STATED TASK 1: In the solubility mark scheme below, write out the passage that begins at the words "When two solutions" and stops after "added (2 marks)", swapping "combined solution" for "final mixture".

SELECTED EXCERPT:
::::

Award 1 mark per correct arrow with a valid linking phrase, up to 6 marks.

Q5.1 — Dilution step purpose (2 marks)

When two solutions are mixed, each ion's concentration decreases because the total volume increases. Using the original (undiluted) concentrations would overestimate Qsp and could falsely indicate precipitation. The dilution step ensures Qsp is calculated from the actual concentrations present in the combined solution. [1 mark for identifying volume increase causes dilution; 1 mark for stating that using undiluted concentrations overestimates Qsp / gives wrong prediction.]

Q5.2 — Why AgCl precipitates when NaCl is added (2 marks)

NaCl fully dissociates to release Cl−, a common ion shared with AgCl's dissolution equilibrium (AgCl(s) ⇌ Ag+(aq) + Cl−(aq)). The increased [Cl−] causes Qsp = [Ag+][Cl−] to exceed Ksp, so the system is now supersaturated. By Le Chatelier's Principle, the equilibrium shifts left — more AgCl solid forms — until Qsp returns to Ksp. [1 mark for identifying Cl− as common ion that raises Qsp above Ksp; 1 mark for left shift via LCP causing precipitation.]

Q5.3 — Why Ksp changes with temperature but not common ion addition (2 marks)

Ksp is a thermodynamic equilibrium constant — it depends only on temperature because temperature changes the position of equilibrium and the thermodynamic favourability of dissolution. Adding a common ion shifts the equilibrium position (changes how much solid dissolves) but does not change the energy difference between dissolved and solid states; therefore Ksp is unchanged. [1 mark for temperature changes thermodynamic stability / equilibrium position; 1 mark for common ion changes position of equilibrium only, not the constant itself.]

Q5.4 — Significance of Qsp = Ksp (2 marks)

When Qsp = Ksp, the solution is exactly at saturation — it is in dynamic equilibrium with any undissolved solid. The rate of dissolution equals the rate of precipitation, so there is no net change in the amount of solid or in ion concentrations. No precipitation occurs and no additional solid dissolves. [1 mark for saturation / dynamic equilibrium; 1 mark for no net change / equal rates of forward and reverse processes.]

::::

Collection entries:
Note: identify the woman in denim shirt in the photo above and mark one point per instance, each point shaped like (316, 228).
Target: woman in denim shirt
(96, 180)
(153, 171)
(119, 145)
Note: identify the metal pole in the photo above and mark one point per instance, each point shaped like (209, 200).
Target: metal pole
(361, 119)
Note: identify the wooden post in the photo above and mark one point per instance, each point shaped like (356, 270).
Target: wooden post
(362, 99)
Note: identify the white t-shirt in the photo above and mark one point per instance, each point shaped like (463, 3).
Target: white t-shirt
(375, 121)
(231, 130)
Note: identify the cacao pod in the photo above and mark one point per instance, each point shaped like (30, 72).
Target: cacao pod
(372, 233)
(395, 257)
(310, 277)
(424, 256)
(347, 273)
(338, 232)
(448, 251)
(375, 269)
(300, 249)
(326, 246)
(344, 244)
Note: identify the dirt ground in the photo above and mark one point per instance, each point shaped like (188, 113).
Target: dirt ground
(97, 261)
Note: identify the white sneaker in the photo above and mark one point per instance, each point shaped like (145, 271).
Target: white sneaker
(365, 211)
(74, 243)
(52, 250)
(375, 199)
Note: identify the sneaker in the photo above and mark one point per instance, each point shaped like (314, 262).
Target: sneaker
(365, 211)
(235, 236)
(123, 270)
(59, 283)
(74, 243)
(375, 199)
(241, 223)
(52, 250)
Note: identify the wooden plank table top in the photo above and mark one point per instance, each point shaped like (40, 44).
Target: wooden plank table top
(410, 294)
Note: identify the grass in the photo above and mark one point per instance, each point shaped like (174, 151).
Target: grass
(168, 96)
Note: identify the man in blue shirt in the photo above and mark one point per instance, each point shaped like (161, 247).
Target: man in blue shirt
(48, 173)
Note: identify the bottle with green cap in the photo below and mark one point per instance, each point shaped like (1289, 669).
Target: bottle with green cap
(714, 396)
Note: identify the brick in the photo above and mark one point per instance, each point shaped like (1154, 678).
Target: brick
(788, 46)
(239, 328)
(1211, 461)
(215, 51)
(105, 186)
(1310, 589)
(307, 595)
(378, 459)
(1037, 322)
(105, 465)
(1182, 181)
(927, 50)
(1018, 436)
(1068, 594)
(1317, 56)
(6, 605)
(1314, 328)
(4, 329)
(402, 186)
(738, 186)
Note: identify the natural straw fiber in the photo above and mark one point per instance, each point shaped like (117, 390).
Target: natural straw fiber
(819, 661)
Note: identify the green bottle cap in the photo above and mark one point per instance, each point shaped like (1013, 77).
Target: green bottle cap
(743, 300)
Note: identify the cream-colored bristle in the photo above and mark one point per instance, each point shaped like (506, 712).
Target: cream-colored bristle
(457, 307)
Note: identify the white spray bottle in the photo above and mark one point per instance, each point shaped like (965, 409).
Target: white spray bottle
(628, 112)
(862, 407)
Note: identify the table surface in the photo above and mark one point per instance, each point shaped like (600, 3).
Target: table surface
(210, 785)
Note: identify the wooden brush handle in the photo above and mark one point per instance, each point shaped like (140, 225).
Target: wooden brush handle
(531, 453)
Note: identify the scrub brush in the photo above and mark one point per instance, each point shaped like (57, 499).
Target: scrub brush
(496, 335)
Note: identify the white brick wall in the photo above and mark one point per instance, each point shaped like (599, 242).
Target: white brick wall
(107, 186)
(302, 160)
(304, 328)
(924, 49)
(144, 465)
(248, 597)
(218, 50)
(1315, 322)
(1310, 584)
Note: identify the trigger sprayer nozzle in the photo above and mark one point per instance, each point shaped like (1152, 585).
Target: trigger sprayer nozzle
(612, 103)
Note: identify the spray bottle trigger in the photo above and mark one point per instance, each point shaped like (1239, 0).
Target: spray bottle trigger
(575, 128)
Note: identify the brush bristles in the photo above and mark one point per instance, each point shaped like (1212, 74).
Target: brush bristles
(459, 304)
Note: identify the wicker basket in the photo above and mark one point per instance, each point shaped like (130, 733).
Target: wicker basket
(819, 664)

::::

STATED TASK 2: Copy each row from the collection entries above that contains the string "with", treating case as significant.

WRITTEN ANSWER 1:
When two solutions are mixed, each ion's concentration decreases because the total volume increases. Using the original (undiluted) concentrations would overestimate Qsp and could falsely indicate precipitation. The dilution step ensures Qsp is calculated from the actual concentrations present in the final mixture. [1 mark for identifying volume increase causes dilution; 1 mark for stating that using undiluted concentrations overestimates Qsp / gives wrong prediction.]

Q5.2 — Why AgCl precipitates when NaCl is added (2 marks)

WRITTEN ANSWER 2:
Note: identify the bottle with green cap in the photo below and mark one point per instance, each point shaped like (1289, 669).
Target: bottle with green cap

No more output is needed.